(Beginning of Task inputs)
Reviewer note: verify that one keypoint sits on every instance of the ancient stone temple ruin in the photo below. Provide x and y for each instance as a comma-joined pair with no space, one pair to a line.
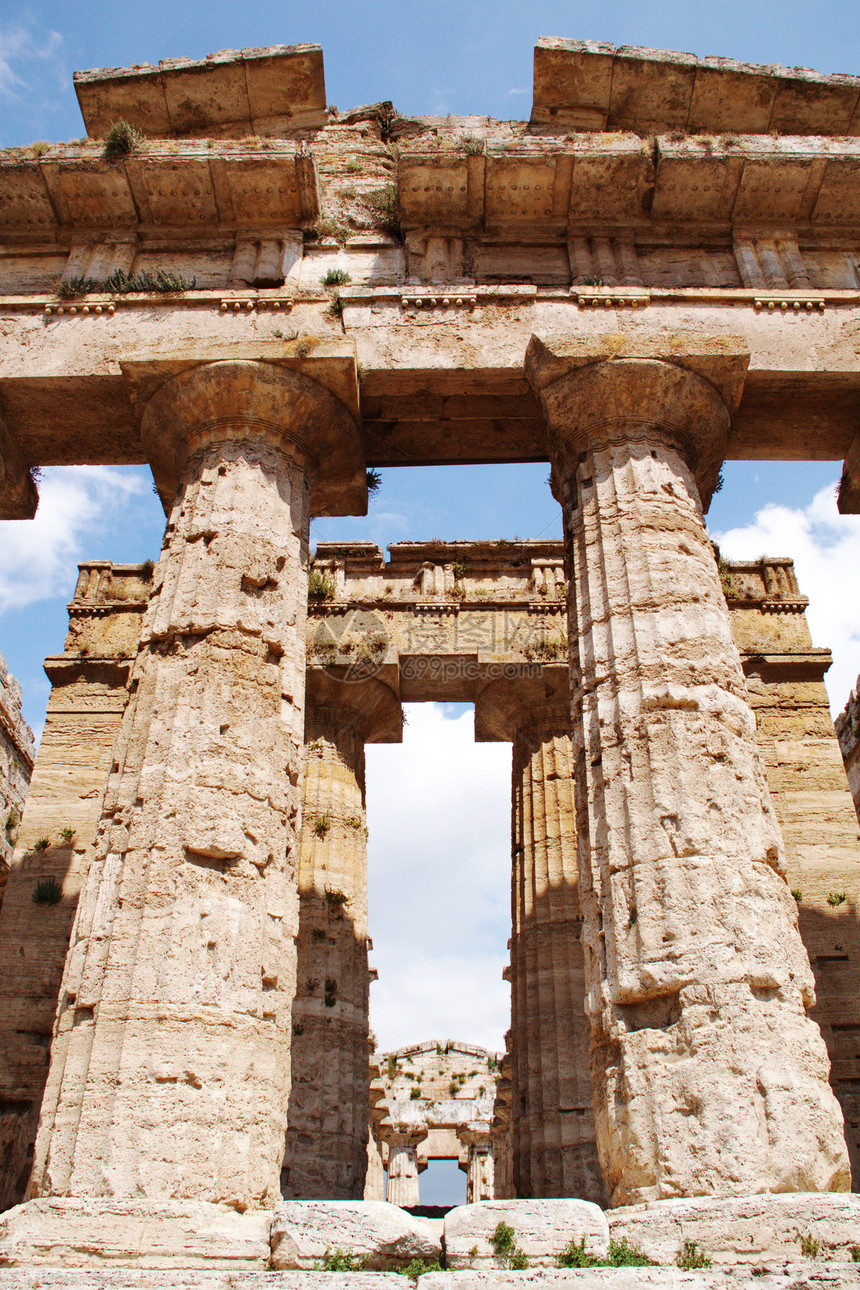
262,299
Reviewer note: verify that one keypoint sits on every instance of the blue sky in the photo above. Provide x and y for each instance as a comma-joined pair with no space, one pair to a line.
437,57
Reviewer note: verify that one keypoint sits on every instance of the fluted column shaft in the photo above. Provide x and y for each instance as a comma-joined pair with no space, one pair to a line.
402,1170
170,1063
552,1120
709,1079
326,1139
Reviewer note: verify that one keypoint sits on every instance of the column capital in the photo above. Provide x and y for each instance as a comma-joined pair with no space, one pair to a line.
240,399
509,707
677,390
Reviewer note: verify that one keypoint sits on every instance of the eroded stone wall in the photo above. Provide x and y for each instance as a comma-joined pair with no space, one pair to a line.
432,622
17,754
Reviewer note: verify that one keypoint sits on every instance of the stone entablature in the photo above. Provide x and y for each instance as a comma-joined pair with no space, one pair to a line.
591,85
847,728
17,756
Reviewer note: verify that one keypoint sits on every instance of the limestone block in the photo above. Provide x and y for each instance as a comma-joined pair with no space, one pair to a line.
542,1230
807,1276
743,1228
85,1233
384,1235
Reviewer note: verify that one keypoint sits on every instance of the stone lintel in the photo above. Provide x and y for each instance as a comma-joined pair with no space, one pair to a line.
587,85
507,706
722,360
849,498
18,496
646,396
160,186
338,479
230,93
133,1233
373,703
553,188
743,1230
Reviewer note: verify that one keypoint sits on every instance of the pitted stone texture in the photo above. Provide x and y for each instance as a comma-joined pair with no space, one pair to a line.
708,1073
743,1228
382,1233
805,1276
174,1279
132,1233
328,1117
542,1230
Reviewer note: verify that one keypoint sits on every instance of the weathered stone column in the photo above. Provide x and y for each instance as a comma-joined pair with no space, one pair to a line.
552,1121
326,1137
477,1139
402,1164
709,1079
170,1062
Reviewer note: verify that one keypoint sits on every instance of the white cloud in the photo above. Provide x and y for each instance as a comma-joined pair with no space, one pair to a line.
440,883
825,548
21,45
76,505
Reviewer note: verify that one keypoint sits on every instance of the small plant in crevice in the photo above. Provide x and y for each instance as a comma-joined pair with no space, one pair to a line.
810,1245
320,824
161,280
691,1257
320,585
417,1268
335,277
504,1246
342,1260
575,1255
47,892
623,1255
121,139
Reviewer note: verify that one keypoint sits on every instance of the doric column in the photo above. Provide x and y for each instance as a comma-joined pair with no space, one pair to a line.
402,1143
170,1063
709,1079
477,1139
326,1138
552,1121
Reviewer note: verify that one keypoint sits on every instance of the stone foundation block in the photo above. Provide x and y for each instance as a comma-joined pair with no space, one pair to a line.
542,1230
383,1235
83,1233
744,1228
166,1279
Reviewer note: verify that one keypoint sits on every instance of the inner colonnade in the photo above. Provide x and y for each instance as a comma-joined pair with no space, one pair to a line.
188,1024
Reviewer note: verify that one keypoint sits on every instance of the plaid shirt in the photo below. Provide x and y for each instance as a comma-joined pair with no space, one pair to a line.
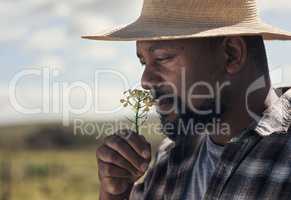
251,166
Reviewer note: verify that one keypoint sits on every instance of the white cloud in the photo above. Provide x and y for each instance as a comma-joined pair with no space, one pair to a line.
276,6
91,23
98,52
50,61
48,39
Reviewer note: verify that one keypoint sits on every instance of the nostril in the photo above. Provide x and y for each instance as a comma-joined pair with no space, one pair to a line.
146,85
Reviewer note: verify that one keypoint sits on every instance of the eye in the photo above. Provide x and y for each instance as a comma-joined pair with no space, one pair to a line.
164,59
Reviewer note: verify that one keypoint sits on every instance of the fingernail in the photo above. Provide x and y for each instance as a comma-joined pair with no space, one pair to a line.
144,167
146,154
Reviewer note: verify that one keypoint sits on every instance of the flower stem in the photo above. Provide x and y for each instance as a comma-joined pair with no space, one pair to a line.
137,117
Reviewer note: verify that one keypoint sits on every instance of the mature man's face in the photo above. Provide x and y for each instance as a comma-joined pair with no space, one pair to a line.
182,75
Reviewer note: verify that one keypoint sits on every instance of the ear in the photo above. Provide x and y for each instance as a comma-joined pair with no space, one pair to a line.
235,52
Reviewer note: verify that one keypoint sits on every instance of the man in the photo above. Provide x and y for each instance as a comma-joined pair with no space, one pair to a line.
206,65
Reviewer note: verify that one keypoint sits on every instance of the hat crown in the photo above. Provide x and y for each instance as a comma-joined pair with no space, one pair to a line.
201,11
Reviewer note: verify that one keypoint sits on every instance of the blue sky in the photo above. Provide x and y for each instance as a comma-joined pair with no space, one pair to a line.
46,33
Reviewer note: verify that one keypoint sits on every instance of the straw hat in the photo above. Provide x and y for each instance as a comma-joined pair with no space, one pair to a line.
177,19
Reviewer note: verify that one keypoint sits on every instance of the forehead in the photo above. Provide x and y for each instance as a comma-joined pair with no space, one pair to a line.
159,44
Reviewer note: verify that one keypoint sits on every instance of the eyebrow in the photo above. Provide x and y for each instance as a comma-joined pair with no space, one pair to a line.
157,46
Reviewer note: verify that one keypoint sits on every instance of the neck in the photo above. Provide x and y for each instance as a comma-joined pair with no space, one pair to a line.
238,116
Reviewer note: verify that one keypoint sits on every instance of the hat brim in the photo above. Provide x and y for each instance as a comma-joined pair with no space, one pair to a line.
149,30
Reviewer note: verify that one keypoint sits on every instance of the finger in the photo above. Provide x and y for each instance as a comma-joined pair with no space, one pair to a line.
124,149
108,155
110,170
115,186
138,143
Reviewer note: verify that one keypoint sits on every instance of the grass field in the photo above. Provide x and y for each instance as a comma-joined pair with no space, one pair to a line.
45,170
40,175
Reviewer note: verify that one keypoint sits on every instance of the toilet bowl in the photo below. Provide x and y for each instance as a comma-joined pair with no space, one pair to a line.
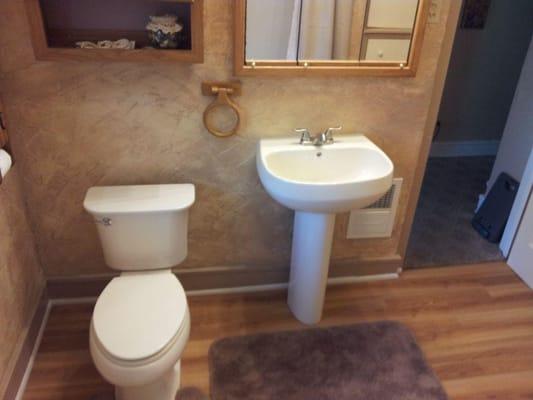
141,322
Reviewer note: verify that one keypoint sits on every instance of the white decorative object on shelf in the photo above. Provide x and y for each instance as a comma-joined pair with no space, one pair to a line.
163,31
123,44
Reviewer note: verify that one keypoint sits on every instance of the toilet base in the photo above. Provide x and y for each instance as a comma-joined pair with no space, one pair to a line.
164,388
(End of Task inputs)
(Beginning of Task inputs)
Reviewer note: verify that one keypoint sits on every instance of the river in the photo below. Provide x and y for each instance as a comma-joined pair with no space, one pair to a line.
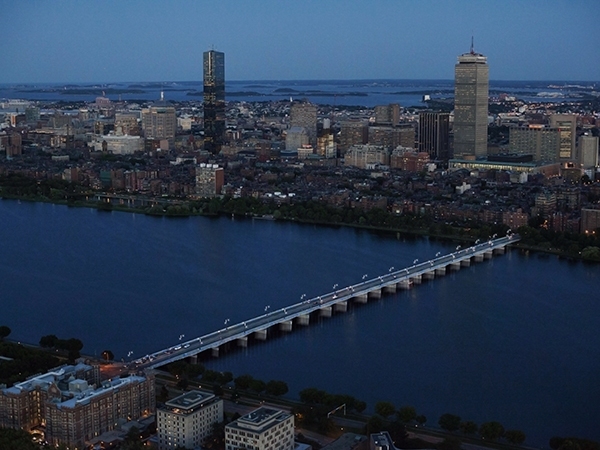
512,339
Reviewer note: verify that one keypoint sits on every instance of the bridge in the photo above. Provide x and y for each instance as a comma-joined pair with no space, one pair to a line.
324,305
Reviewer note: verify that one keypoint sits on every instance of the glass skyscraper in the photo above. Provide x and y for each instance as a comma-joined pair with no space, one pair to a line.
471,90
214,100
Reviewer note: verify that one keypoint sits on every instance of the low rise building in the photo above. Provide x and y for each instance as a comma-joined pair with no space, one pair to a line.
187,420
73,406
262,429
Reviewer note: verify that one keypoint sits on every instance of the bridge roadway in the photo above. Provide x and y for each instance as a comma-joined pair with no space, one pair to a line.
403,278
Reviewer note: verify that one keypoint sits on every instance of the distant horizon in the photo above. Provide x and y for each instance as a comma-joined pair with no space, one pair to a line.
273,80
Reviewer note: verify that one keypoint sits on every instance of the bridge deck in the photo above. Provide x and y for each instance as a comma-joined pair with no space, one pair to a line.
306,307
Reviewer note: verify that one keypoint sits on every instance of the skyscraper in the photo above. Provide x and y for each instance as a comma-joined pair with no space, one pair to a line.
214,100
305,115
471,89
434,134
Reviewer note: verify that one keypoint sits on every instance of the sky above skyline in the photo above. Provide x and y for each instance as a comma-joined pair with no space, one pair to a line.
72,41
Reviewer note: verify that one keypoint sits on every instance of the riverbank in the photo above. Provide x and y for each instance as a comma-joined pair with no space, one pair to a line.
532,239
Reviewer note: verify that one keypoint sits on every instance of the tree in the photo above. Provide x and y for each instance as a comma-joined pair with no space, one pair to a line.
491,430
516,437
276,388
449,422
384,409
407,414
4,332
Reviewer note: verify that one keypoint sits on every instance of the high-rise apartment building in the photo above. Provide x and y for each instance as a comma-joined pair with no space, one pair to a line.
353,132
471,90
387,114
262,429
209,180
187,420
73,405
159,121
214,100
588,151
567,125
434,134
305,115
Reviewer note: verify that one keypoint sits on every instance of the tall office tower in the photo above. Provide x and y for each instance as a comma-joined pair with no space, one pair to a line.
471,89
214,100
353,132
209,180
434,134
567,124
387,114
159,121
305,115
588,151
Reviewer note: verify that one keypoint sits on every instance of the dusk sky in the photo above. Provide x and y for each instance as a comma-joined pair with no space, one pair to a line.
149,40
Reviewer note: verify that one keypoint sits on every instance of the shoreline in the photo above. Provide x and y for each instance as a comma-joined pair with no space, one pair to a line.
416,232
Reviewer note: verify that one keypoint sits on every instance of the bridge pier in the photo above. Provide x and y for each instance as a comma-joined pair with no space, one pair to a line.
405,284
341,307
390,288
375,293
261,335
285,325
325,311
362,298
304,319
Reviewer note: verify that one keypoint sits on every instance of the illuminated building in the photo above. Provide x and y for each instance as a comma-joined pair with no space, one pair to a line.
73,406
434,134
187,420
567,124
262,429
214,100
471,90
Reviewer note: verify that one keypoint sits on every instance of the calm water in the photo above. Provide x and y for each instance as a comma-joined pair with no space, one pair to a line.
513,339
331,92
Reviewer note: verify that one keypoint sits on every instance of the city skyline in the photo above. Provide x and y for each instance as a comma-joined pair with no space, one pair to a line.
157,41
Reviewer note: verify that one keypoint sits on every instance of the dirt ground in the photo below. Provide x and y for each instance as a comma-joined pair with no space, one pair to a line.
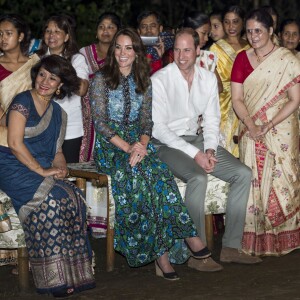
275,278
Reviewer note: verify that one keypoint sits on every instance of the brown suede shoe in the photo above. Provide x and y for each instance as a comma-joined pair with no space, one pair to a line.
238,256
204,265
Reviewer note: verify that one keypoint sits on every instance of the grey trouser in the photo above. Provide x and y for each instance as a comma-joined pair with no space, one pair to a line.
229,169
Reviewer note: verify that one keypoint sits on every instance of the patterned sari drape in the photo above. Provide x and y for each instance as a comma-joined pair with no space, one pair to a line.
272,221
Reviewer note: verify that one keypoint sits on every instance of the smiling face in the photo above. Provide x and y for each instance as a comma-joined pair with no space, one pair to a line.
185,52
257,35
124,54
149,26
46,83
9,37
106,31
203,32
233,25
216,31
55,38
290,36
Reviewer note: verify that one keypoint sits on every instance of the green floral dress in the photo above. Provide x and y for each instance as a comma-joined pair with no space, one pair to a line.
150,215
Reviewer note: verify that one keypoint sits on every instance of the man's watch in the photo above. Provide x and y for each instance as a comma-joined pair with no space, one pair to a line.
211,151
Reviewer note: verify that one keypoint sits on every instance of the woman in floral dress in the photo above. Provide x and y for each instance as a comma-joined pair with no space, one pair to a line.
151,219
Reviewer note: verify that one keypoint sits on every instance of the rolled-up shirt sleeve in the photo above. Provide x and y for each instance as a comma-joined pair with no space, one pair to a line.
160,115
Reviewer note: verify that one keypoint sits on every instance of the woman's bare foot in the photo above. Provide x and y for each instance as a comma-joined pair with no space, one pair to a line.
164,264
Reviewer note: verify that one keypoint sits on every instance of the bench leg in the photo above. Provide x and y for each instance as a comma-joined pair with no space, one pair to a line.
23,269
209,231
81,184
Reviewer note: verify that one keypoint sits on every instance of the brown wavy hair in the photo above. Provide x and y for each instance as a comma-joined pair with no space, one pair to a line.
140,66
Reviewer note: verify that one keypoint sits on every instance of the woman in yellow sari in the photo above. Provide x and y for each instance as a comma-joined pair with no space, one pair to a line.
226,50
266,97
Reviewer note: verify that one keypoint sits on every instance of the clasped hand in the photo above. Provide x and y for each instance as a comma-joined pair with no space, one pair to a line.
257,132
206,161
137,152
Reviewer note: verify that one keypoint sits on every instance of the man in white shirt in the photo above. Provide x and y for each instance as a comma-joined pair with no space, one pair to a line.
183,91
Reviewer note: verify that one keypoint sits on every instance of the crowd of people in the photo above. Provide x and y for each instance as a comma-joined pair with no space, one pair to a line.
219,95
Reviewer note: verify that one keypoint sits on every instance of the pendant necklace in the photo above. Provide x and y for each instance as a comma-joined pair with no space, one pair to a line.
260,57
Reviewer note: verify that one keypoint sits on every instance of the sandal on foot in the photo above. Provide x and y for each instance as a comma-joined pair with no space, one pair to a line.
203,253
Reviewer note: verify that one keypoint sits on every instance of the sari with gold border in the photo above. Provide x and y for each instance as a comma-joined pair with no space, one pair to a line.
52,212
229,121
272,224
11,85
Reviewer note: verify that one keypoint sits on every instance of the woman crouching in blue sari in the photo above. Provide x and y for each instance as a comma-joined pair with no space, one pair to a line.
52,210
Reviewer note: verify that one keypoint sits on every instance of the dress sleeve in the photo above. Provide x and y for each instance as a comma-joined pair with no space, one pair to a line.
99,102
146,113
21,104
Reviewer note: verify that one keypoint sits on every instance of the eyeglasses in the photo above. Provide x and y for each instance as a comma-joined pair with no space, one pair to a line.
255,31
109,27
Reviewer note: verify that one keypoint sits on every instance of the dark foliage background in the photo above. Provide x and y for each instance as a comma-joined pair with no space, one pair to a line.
(End of Task inputs)
(Beginning of Task inputs)
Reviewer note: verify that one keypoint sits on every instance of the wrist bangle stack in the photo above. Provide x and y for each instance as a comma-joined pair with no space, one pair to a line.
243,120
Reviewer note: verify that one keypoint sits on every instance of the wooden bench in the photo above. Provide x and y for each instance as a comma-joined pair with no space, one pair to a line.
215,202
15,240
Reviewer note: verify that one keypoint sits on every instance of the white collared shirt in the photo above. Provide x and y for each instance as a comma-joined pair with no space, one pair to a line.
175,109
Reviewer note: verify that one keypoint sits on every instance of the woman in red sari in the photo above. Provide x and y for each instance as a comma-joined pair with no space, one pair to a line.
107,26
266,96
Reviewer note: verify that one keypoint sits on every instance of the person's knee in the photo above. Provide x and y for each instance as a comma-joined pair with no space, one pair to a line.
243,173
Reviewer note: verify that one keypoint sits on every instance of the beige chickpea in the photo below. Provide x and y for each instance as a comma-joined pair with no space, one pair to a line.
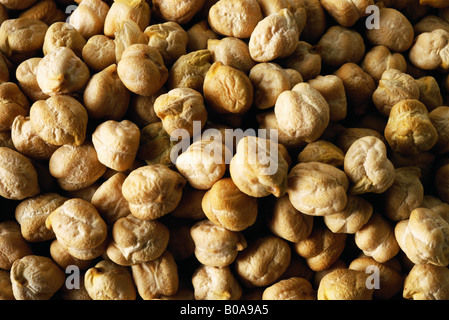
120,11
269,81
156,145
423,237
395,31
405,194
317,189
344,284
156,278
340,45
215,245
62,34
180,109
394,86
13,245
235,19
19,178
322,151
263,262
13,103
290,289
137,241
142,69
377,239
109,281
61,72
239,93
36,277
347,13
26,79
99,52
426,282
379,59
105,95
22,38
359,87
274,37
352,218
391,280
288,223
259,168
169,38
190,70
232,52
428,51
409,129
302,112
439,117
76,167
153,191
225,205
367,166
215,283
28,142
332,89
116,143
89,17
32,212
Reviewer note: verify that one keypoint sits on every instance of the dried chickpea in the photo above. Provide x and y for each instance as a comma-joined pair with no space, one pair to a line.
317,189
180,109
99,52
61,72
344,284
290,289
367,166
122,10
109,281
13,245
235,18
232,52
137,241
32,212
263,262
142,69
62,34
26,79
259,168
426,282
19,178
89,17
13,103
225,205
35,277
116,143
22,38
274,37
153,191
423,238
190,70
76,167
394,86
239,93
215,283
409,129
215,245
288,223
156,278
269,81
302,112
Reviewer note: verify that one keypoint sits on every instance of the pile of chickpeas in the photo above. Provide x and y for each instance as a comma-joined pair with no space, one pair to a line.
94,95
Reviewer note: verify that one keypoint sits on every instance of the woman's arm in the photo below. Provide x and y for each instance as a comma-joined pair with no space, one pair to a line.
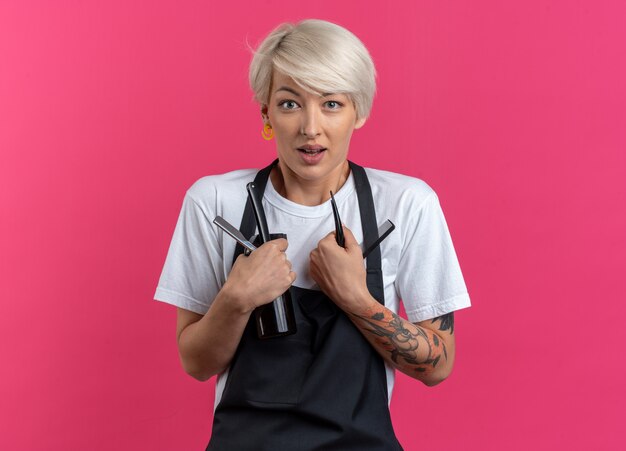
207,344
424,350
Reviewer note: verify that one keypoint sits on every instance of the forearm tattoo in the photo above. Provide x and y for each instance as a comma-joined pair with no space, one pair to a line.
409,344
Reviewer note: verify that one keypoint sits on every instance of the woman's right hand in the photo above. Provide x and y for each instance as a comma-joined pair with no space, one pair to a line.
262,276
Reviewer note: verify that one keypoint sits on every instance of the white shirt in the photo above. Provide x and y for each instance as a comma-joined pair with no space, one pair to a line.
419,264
(End of Task inputs)
**Action item:** In the data above, find the line with "of the crowd" and the line with "of the dark". Retype both, plus every line between them, exactly.

**Result below:**
Reviewer note: verify that one keypoint sits on every instance of the crowd of people in the photo above. Provide x and y for each instance as a comma-joined pair with no space, one pair to a line.
219,95
Reviewer note: verify that one keypoint sits on every instance of the pendant necklace in the photo above. Provide x and y for each instance as a comma-joined pair with no space, one pair to a line.
260,57
Reviewer note: verify that one keypoint sits on every instance of the sandal on foot in the photo above. Provide x and y for each instance as a comma-joined pair with no space, one pair to a line.
203,253
Reviewer note: verify that one keypoint sits on every instance of the sari with gold border in the photo above. Provide x and y for each instance as a comma-joined pair with no space, one pair to a line.
52,212
229,121
272,224
11,85
Reviewer note: verify that one keypoint sits on every instance of the woman crouching in blue sari in the photo above. Provide x and y for each instance as a comma-joined pair with no space, one pair to a line.
52,210
Reviewer note: verify that one keypoint sits on every instance of the dress sleeve in the photo above. Provide x and y for each instance as a comma-joined pair with no space, one pair to a line.
99,102
146,113
21,104
Reviewer note: verify that one keypoint sits on every instance of the eyeglasses in the photo above. Provide x and y for each instance as a comma-joined pair with no space, one pair to a line.
255,31
109,27
Reviewer note: verify that one keypoint sits on every instance of the dark foliage background in the photo above. Provide x and y for each instance as a comma-joined pair with no space, one pair to a line.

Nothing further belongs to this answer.